(About this exercise): Go through the data below and copy it exactly, skipping every picture.

(Image point grounding data):
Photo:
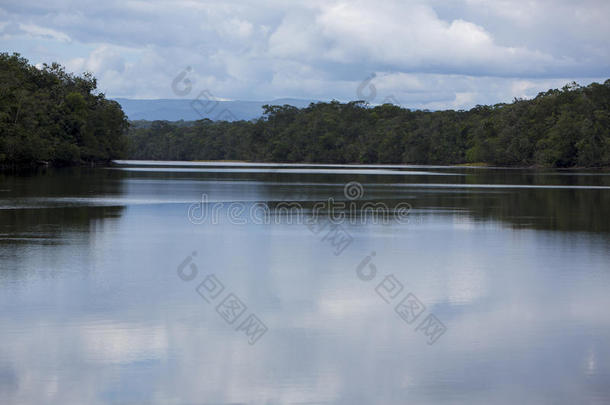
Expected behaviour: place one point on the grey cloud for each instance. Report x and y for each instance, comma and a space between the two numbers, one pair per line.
476, 51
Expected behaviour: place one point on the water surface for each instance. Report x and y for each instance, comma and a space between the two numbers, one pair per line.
514, 264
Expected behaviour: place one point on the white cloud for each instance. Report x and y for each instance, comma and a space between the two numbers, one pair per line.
427, 54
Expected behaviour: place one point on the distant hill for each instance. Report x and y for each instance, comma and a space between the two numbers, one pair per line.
196, 109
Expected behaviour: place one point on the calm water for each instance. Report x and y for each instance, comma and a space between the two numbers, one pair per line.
506, 274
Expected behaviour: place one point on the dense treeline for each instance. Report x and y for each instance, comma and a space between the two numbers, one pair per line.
48, 115
559, 128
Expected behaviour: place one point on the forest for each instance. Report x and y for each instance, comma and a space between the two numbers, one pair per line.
48, 116
558, 128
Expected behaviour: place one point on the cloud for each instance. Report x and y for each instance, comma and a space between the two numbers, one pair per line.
432, 53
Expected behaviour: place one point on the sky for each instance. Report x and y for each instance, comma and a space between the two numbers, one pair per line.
429, 54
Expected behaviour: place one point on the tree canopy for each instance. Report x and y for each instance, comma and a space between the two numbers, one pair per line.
558, 128
49, 115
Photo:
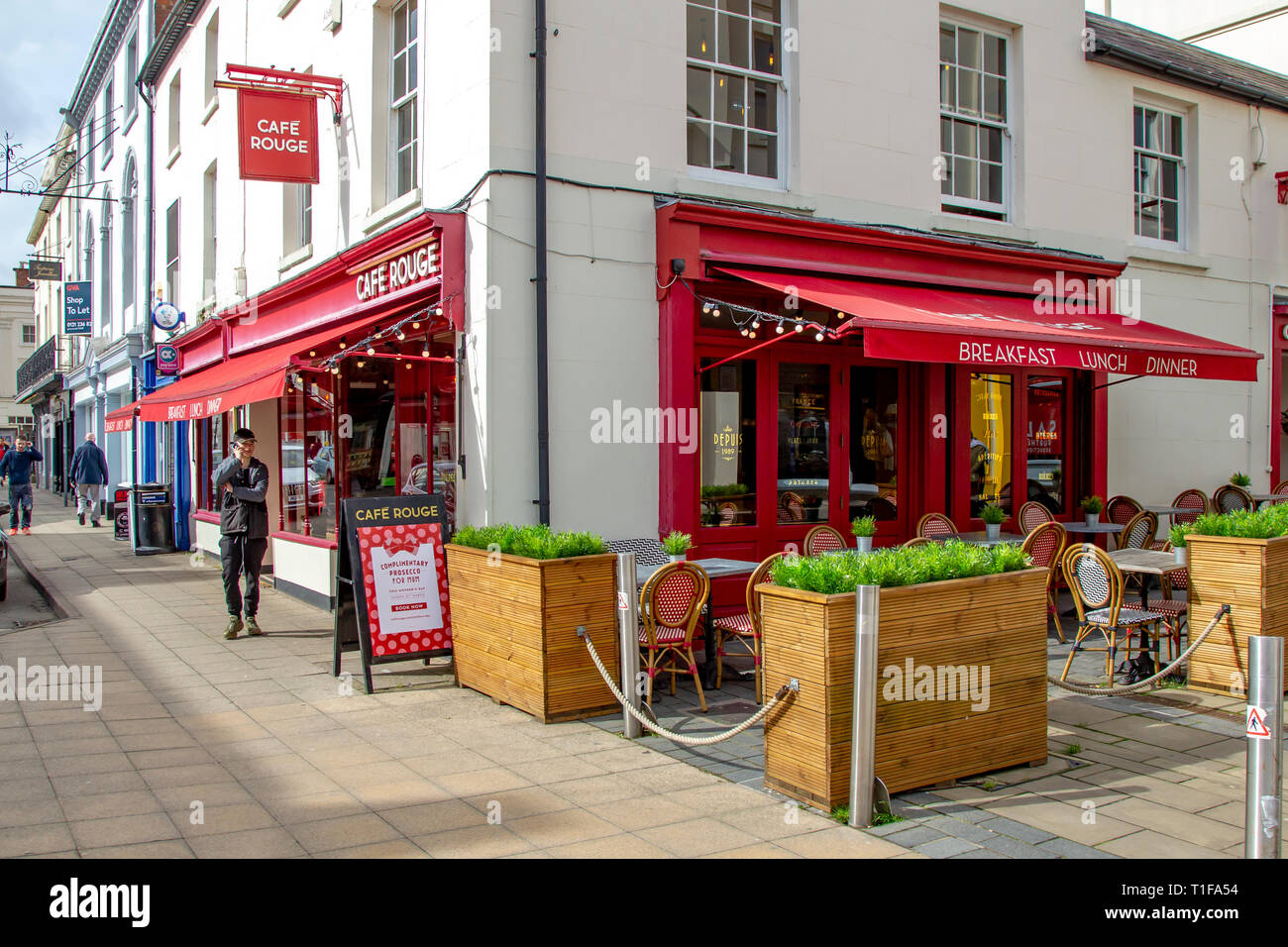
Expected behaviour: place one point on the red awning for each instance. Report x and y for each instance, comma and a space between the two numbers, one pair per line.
258, 375
120, 420
917, 324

(Reply):
Photo:
Expected behaviour: place one point on the grey cloud for each instance. Report x and y for each instance, comma and a space between the two numbers, one pair per line.
476, 51
Expected behaviour: place one point on the water surface for each instance. Report x and y for each instance, comma and a space between the two numbers, one pair per line.
514, 264
Expected behaviour: place one point on the white cloud for each instance. Report x and y for each instance, comma and a space between the two numbers, one pair per line.
427, 54
Expected behaviour: place one point on the distant hill for each instance. Report x and y for each instance, comma and a space between the two numbers, one pair per line.
196, 109
Expected behaviour: place one point on the calm water for each instance. Report x and y for each instance, comma and a space between the two numbers, one pair per line.
506, 274
Expected behaviour: place one point on the dense treeline for each instance. Report x and y for each instance, comma and a space between the two numbers, one pair per line.
48, 115
559, 128
Expected behaviour: place one point on the forest for each instance. Report x and y for each instance, comma and a space between the two numbers, one pair per line.
48, 116
558, 128
Expected behaviour: place one point on the cloud for each instance. Report x and y for each instance, comma and a space between the two numbers, one pair per line.
432, 53
Expected behaviour: place one point on the sky for each instance. Report x and y for each instance, comma and a space between the two numbers, one pair per line.
429, 54
Expected behaviour: place one point on the tree canopy for each instance. Report x and y for each instance, comma and a space between the two numbers, one pair per line.
558, 128
49, 115
Photo:
Expected behaviour: place one point on the red awning for each instance. Report x and y for each instance, comma and a space between the two numbers, one pair per line.
258, 375
120, 420
917, 324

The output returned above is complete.